— begin ITEMS —

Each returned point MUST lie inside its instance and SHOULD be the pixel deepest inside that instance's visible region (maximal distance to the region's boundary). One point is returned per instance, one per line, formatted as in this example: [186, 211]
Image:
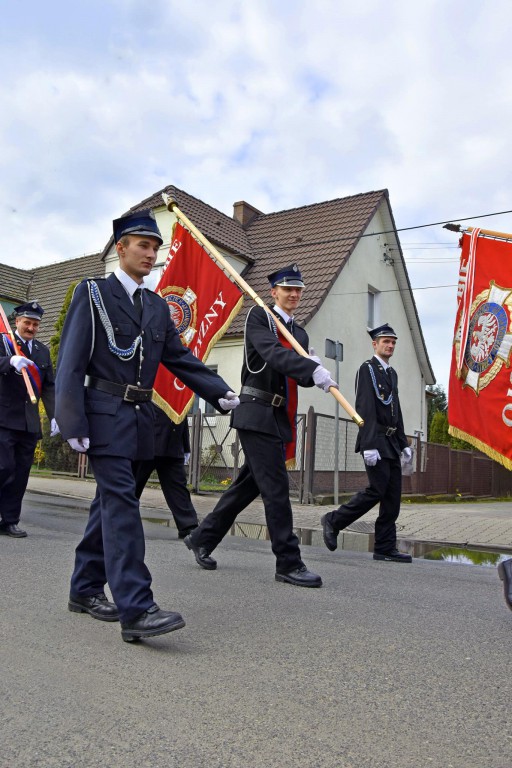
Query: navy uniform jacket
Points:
[273, 363]
[378, 416]
[16, 410]
[116, 427]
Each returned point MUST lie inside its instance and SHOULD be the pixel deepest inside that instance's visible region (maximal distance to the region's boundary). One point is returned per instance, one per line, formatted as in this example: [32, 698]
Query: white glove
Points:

— end ITEMS —

| SET EXERCISE |
Give the listing above as a JSON list of strings with one string per line. Skip blank lines and leave the pictures out.

| RESPONSE TO THE TASK |
[
  "Each returned point MUST lie inside its instance and SHOULD be the pixel deepest inside that instance's visible region (maximal distance to the region's boundary). One point is returned per instance, one per line, formatted as in this example: [186, 211]",
  "Image:",
  "Query: navy uniform jacket",
  "Points:",
  "[273, 363]",
  "[378, 416]",
  "[16, 410]",
  "[116, 427]",
  "Each returned point MUST lie inside its instance and SHOULD be the pixel deepest inside that instance's visible region (maximal distance to the region's boundary). One point is returned per instance, one per line, formatted as in this example: [32, 698]",
  "Query: white glove",
  "Points:"
]